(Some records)
-- begin --
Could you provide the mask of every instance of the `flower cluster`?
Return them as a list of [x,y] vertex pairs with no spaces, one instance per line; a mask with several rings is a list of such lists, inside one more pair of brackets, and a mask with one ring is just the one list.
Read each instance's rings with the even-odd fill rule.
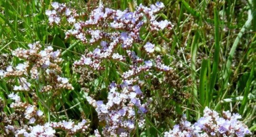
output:
[[247,126],[238,120],[241,118],[239,114],[231,114],[229,111],[223,111],[220,117],[217,112],[207,107],[204,116],[195,124],[187,121],[184,115],[179,124],[165,132],[164,137],[245,137],[251,133]]
[[21,102],[20,98],[17,94],[12,93],[9,95],[8,97],[15,100],[15,102],[11,103],[10,107],[16,111],[23,112],[22,115],[26,119],[29,120],[29,124],[34,124],[36,121],[42,120],[43,112],[40,110],[37,110],[37,108],[35,105]]
[[[52,6],[54,9],[47,11],[47,13],[54,13],[54,15],[47,14],[50,24],[51,24],[53,17],[57,15],[64,16],[66,15],[67,11],[71,10],[66,8],[63,4],[54,2]],[[155,14],[164,7],[163,4],[159,2],[151,5],[150,8],[141,4],[134,12],[131,12],[128,9],[121,11],[105,8],[100,5],[92,11],[88,20],[84,21],[75,19],[74,22],[69,23],[74,27],[66,32],[66,38],[73,36],[84,43],[91,45],[100,42],[101,47],[97,47],[93,51],[82,56],[80,60],[74,63],[74,66],[87,65],[99,70],[104,69],[101,65],[104,59],[125,61],[125,55],[115,53],[115,49],[119,45],[122,46],[124,49],[128,49],[131,48],[134,43],[141,42],[139,30],[144,25],[148,23],[150,26],[149,27],[151,31],[172,28],[170,22],[167,20],[160,22],[156,20]],[[147,20],[143,19],[144,17],[146,17]],[[95,29],[95,28],[98,29]],[[144,46],[146,52],[148,54],[152,54],[154,52],[154,47],[155,45],[150,42],[147,43]],[[127,50],[128,54],[129,54],[128,52],[130,51]],[[147,69],[132,68],[128,72],[124,73],[124,77],[128,75],[128,75],[138,73],[138,72],[142,70]]]
[[[88,130],[89,123],[88,121],[83,119],[81,122],[76,124],[74,122],[63,121],[61,122],[51,122],[43,124],[43,112],[38,110],[36,105],[31,105],[27,102],[22,102],[18,94],[12,93],[8,97],[15,100],[10,105],[15,112],[21,112],[21,117],[19,122],[23,123],[24,119],[28,122],[23,126],[13,126],[9,123],[5,126],[6,132],[8,134],[12,133],[15,137],[56,137],[55,129],[59,129],[66,132],[69,135],[75,135],[76,133],[84,133]],[[12,121],[12,122],[13,122]],[[13,124],[13,123],[12,123]],[[37,124],[36,126],[32,125]]]
[[47,74],[45,80],[49,84],[43,88],[42,91],[73,89],[69,83],[68,79],[59,75],[62,72],[59,64],[62,60],[60,57],[60,50],[53,51],[53,48],[50,46],[41,50],[42,46],[39,42],[29,44],[28,46],[29,49],[19,48],[12,53],[14,56],[25,60],[23,63],[19,64],[15,68],[9,65],[6,71],[0,70],[0,76],[4,77],[17,76],[19,78],[20,85],[15,86],[14,90],[29,91],[31,84],[24,77],[30,76],[32,80],[38,80],[40,70],[44,70]]
[[[130,137],[138,122],[139,127],[145,124],[143,114],[148,111],[148,104],[151,101],[141,102],[142,92],[132,80],[125,80],[119,85],[112,83],[109,86],[108,102],[96,101],[89,96],[87,100],[95,108],[100,121],[105,121],[107,125],[102,134],[106,137]],[[118,90],[120,89],[120,92]],[[97,133],[95,131],[95,133]]]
-- end --
The request
Lay out every line of the data above as a Markdown table with the columns "Row" and "Line," skipping blank lines and leaving out the pictures.

Expected answer
| Row | Line |
|---|---|
| 1 | Could you provide the mask of every instance of the `flower cluster`? |
| 2 | Return them as a list of [x,y] vertex pairs with no spaces, one instance per line; a mask with several rings is a list of such lists, inside one more pair of brackets, and a mask with one ring is just the one list. |
| 3 | Read each instance's rings with the even-odd fill rule. |
| 4 | output: |
| 5 | [[247,126],[238,120],[241,118],[239,114],[231,114],[229,111],[223,111],[220,117],[217,112],[207,107],[204,116],[195,124],[187,121],[184,115],[179,124],[165,132],[164,137],[245,137],[251,133]] |
| 6 | [[21,102],[20,98],[17,94],[12,93],[9,95],[8,97],[15,100],[15,102],[11,103],[10,107],[16,111],[23,112],[22,115],[26,119],[29,120],[29,124],[34,124],[36,121],[42,120],[43,112],[40,110],[37,110],[37,108],[35,105]] |
| 7 | [[[52,6],[54,9],[47,11],[47,13],[54,13],[54,15],[47,14],[50,24],[51,24],[53,17],[57,15],[64,16],[66,15],[67,11],[71,10],[66,8],[63,4],[54,2]],[[155,14],[164,7],[163,4],[159,2],[151,5],[150,8],[141,4],[134,12],[131,12],[128,9],[121,11],[105,8],[100,5],[92,11],[88,20],[84,21],[75,19],[74,22],[69,23],[74,27],[66,32],[66,38],[73,36],[84,43],[91,45],[100,42],[101,47],[97,47],[93,51],[82,56],[80,60],[74,63],[74,66],[87,65],[99,70],[104,69],[101,65],[104,59],[125,61],[125,55],[115,53],[115,49],[119,45],[122,46],[124,49],[128,49],[131,48],[134,43],[141,42],[139,30],[144,25],[148,23],[150,26],[149,27],[151,31],[172,28],[170,22],[167,20],[160,22],[156,20]],[[147,20],[143,19],[144,17],[146,17]],[[95,29],[95,28],[98,29]],[[144,46],[146,52],[148,54],[152,54],[154,52],[154,47],[155,45],[150,42],[147,43]],[[127,50],[128,54],[129,54],[128,52],[130,51]],[[147,69],[132,68],[128,72],[124,73],[124,77],[128,75],[128,75],[138,73],[138,72],[142,70]]] |
| 8 | [[[88,130],[89,123],[88,121],[83,119],[81,122],[76,124],[74,122],[63,121],[61,122],[51,122],[43,124],[43,112],[38,110],[36,105],[31,105],[27,102],[22,102],[18,94],[12,93],[8,97],[15,100],[10,105],[15,112],[21,112],[21,117],[19,122],[23,123],[24,119],[28,122],[23,126],[13,126],[9,123],[5,126],[6,132],[8,134],[12,133],[15,137],[56,137],[55,129],[59,129],[66,132],[69,135],[75,135],[76,133],[84,133]],[[12,121],[12,122],[13,122]],[[13,124],[13,123],[12,123]],[[37,124],[36,126],[32,125]]] |
| 9 | [[47,74],[45,80],[49,84],[43,88],[42,91],[73,89],[69,83],[68,79],[59,75],[62,72],[59,64],[62,60],[60,57],[60,50],[53,51],[53,48],[50,46],[41,50],[42,46],[39,42],[29,44],[28,46],[29,49],[19,48],[12,53],[14,56],[25,60],[23,63],[19,64],[15,68],[9,65],[6,71],[0,70],[0,76],[4,77],[17,76],[19,78],[20,85],[15,86],[14,90],[29,91],[31,84],[24,77],[30,76],[32,80],[38,80],[40,70],[44,70]] |
| 10 | [[[130,137],[138,122],[139,127],[145,124],[143,114],[148,111],[148,104],[151,101],[141,102],[142,92],[132,80],[125,80],[119,85],[112,83],[109,86],[108,102],[96,101],[89,96],[87,100],[95,108],[100,121],[105,121],[107,125],[102,134],[106,137]],[[118,90],[120,89],[120,92]],[[97,133],[95,131],[95,133]]] |